> _ЧТО СДЕЛАТЬ_:
Выпишите дословно кусок из текста о сатире Ильфа и Петрова: начните с места со словами «Так же точно» и остановитесь после слов «пустоте остроумного Бендера.».

> _ФРАГМЕНТ ДОКУМЕНТА_:
****

Смекни!
smekni.com

Сатира в советской литературе 30-х годов - И. Ильф, Е. Петров (стр. 3 из 3)

К числу положительных сторон романа, увлекающего своей буйной веселостью, беззаботной атмосферой смеха,— писал Луначарский,— нужно отнести проявление рядом с обывательщиной некоторых моментов настоящей жизни.

Так, например, вслед за карикатурным автопробегом Остапа Бендера и его друзей, пролетает в ночи, сияя огнями, заражая быстротой, подлинный советский автомобильный пробег. Это выглядит эффектно и доказательно.

Так же точно поездка Бендера в погоню за его миллионером вместе с иностранцем-журналистом, едущим на открытие Турксиба, показывает читателям огромное серьезное дело, которое творится где-то за пределами достижения способного, но погрязшего в своих плутовских комбинациях, в своей пустоте остроумного Бендера.

****

[Записи с подписанными рамками]
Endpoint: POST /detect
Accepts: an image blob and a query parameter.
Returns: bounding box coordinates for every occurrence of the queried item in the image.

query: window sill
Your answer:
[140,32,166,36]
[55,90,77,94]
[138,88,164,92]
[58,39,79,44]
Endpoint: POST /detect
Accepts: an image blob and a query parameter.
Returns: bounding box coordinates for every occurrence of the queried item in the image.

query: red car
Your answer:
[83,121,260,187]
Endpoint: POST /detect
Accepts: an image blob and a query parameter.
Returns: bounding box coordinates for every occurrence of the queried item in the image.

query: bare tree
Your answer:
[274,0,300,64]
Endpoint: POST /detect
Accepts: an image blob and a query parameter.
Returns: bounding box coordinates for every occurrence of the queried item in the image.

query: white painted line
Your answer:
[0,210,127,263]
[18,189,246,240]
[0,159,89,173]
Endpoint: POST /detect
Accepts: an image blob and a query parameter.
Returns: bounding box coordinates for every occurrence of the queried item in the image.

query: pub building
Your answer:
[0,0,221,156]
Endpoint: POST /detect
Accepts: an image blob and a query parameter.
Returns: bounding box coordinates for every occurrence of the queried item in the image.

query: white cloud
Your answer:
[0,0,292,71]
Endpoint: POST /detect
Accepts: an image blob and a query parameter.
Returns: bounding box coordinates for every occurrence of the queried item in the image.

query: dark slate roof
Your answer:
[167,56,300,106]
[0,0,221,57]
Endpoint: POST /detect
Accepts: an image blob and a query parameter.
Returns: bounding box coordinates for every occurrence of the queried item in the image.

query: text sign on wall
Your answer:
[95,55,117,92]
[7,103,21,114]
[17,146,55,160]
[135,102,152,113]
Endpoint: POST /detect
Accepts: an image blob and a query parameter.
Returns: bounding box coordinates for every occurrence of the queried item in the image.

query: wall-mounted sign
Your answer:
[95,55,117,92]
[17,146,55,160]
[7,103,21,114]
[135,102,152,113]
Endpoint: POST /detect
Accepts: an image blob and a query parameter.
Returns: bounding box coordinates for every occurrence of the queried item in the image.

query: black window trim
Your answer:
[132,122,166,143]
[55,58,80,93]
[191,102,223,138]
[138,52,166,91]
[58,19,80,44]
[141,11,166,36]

****

> _РЕЗУЛЬТАТ ЗАДАНИЯ_:
Так же точно поездка Бендера в погоню за его миллионером вместе с иностранцем-журналистом, едущим на открытие Турксиба, показывает читателям огромное серьезное дело, которое творится где-то за пределами достижения способного, но погрязшего в своих плутовских комбинациях, в своей пустоте остроумного Бендера.